Problem description: In the devotional passage on grace below, who ruled that George Wilson's refused pardon was no pardon?

Ephesians 2:8
NKJV
For by grace you have been saved through faith, and that not
of yourselves; it is the gift of God.
NLT
God saved you by his grace when you believed. And you can’t
take credit for this; it is a gift from God.
In
1829, a Pennsylvania man named George Wilson was sentenced by the United States
Court to be hanged to death for robbery and murder. President Andrew Jackson
pardoned him, but the prisoner refused the pardon. Wilson insisted that he was
not pardoned unless he accepted it. That was a point of law never raised
before, and President Jackson called on the Supreme Court to decide. Chief
Justice John Marshall gave the following decision. “A pardon is a paper, the
value of which depends upon its acceptance by the person implicated. If it is
refused, it is no pardon. George Wilson must be hanged.” And he was.
As I read
this morning’s devo, the above short story was given. It got me to thinking
about how I treat the grace given to me. I read in a commentary that the more
familiar we are with certain words, the more we have an attitude of a shoulder
shrug and “ho-hum”. Words like grace and
saved and faith; we hear them so often we can lose sight of the depth and width
of them. Grace is a word that Christians throw around like it’s a frisbee. I’m
guilty of the attitude of “I got it, I know what it means”. But do I really get
it? Man, if I really understood the idea of grace…would I do some of the things
I do? We could discuss grace for pages and pages, but I want to just stick with
a little piece of it.
George Wilson
refused his pardon, don’t know why…but he did. On the surface, I think everyone
loves the idea of grace. Somebody else
paying for my wrong doing? Heck yeah…sign
me up. That’s what Christ did for us. Our sin separated us from God; our sin
made us stained. God is holy and only things that are holy can be near
God. There was atonement, or payment,
that needed to be made to cover our sins.

Data provided:
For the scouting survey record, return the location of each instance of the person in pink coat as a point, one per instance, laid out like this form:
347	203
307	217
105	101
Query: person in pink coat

Solution below: Chief Justice John Marshall.